▼

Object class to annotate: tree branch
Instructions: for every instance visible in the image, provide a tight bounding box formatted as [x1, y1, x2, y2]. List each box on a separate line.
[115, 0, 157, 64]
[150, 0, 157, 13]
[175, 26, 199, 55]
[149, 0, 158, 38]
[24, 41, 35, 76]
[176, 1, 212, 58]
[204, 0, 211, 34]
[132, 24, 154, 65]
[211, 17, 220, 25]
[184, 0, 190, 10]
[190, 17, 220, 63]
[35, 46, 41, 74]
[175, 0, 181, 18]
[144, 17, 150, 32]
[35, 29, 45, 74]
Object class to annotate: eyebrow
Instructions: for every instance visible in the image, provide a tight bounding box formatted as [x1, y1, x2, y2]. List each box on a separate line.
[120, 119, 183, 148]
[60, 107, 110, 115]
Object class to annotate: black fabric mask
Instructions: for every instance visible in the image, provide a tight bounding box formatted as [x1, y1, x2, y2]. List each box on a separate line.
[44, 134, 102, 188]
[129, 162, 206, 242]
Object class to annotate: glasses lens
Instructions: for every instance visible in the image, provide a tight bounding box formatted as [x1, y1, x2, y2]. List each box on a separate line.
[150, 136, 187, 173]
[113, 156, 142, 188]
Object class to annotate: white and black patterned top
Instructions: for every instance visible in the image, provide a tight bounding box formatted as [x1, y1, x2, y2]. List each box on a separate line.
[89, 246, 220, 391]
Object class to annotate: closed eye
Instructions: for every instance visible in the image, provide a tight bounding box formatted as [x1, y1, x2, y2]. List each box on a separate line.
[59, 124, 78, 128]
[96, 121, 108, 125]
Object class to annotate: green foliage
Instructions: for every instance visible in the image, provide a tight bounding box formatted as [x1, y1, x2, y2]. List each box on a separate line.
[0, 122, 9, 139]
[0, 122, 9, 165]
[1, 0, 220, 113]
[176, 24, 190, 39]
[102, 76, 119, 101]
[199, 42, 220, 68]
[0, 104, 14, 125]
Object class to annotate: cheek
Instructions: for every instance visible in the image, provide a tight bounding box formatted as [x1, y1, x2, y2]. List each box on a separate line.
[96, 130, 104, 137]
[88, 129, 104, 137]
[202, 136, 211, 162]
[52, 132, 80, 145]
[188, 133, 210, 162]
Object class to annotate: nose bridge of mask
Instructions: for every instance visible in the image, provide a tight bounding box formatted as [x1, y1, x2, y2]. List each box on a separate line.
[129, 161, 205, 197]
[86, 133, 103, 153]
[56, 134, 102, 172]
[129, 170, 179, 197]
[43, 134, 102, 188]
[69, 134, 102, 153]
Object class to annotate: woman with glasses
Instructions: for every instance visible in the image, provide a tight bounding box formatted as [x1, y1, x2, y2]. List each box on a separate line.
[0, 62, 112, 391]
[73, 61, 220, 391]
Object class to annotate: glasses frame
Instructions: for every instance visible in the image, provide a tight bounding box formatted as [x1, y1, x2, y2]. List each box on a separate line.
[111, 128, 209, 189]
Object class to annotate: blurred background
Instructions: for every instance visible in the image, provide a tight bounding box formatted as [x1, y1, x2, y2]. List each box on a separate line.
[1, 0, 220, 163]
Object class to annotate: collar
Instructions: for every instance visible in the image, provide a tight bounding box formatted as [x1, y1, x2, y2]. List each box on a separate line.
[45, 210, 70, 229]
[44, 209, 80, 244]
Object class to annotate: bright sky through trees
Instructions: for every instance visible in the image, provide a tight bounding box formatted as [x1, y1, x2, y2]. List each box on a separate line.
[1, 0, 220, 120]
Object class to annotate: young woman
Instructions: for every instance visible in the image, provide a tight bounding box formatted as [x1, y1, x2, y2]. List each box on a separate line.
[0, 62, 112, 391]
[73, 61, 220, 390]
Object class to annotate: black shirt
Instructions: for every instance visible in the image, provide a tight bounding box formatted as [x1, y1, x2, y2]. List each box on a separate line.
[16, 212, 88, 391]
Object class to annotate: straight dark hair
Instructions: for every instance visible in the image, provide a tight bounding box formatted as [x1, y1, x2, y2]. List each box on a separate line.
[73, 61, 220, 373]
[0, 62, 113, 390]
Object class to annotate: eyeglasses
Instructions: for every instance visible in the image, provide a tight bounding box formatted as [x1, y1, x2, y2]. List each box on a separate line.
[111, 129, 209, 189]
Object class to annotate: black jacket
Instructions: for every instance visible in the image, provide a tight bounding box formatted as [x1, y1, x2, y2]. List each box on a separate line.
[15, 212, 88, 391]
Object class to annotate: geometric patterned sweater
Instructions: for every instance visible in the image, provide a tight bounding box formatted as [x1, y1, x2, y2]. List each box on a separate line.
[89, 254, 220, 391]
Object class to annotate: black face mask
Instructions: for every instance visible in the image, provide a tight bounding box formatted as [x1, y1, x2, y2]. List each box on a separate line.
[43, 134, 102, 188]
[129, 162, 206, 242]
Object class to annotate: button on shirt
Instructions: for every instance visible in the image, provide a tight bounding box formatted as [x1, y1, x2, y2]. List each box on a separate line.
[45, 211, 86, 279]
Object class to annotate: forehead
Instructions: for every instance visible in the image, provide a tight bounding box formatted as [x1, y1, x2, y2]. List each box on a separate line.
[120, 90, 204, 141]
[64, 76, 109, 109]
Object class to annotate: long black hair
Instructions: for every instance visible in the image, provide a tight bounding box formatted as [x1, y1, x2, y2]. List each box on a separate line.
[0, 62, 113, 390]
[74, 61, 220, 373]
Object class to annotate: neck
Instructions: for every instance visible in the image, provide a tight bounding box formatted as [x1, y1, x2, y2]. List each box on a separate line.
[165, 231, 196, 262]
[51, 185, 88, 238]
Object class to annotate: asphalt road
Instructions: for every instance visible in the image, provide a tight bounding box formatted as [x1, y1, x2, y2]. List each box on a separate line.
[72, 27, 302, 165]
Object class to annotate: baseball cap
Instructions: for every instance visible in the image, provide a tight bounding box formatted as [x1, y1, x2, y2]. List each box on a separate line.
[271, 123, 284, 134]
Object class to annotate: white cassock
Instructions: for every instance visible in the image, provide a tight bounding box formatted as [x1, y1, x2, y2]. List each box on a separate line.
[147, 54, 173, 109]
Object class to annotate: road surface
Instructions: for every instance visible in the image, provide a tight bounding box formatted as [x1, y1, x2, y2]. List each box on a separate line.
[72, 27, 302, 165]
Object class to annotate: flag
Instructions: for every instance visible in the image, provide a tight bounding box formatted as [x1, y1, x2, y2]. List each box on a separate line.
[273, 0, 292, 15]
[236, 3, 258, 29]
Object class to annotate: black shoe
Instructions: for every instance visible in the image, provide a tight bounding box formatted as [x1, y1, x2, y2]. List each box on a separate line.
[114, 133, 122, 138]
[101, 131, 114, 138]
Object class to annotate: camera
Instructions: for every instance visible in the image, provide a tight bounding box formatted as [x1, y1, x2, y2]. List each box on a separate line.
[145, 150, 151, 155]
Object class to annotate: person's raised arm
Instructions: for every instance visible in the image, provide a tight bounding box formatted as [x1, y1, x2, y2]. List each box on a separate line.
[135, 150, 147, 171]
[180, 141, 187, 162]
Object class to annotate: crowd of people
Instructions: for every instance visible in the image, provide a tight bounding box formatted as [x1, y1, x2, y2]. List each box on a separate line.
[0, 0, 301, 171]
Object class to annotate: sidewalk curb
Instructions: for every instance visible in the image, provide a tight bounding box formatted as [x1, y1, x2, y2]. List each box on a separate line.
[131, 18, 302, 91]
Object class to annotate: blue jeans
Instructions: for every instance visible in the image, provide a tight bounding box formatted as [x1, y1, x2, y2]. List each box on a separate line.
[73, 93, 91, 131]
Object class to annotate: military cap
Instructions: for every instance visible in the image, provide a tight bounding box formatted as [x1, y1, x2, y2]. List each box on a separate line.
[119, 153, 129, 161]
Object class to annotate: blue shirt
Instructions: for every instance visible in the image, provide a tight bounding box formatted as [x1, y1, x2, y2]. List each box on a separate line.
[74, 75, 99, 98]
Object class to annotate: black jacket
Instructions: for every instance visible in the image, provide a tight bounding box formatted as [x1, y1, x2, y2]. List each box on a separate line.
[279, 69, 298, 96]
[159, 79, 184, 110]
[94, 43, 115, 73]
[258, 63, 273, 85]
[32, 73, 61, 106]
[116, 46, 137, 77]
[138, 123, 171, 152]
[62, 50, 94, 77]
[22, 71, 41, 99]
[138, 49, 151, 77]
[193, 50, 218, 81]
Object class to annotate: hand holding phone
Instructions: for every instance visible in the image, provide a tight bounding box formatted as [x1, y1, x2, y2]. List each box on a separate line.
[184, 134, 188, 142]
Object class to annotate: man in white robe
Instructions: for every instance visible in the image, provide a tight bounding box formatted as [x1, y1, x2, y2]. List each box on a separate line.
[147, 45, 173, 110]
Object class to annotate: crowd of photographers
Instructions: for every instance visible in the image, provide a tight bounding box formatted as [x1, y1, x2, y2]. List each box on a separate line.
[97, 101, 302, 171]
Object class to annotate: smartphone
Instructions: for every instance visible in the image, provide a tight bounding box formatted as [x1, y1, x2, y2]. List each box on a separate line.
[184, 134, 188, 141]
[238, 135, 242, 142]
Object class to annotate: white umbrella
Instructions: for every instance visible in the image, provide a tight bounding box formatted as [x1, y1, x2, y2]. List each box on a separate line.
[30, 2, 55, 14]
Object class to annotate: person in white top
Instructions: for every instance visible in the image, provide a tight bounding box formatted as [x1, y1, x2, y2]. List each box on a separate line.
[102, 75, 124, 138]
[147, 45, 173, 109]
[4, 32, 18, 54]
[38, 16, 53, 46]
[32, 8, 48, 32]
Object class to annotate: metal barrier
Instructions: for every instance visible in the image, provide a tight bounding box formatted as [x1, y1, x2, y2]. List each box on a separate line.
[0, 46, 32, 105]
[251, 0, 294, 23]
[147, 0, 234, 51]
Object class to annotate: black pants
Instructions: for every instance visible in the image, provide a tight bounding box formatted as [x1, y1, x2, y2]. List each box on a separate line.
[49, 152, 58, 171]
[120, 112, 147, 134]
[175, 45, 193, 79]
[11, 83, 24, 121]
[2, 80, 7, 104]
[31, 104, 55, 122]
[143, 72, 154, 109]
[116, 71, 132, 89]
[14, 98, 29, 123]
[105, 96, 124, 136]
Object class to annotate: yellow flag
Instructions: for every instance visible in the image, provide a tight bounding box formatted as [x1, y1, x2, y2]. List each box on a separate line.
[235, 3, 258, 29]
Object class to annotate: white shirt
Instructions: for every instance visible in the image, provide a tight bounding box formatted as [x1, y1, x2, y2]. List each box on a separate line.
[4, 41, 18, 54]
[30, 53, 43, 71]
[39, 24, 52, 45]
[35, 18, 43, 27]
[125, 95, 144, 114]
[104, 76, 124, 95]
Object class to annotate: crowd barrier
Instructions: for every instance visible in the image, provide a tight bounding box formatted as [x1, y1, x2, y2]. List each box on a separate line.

▲

* _Problem_:
Select from the material above each line in which the string "patterned" appears, and list those lines.

* _Answer box_:
Object class to annotate: white and black patterned top
Object class to annotate: geometric patterned sweater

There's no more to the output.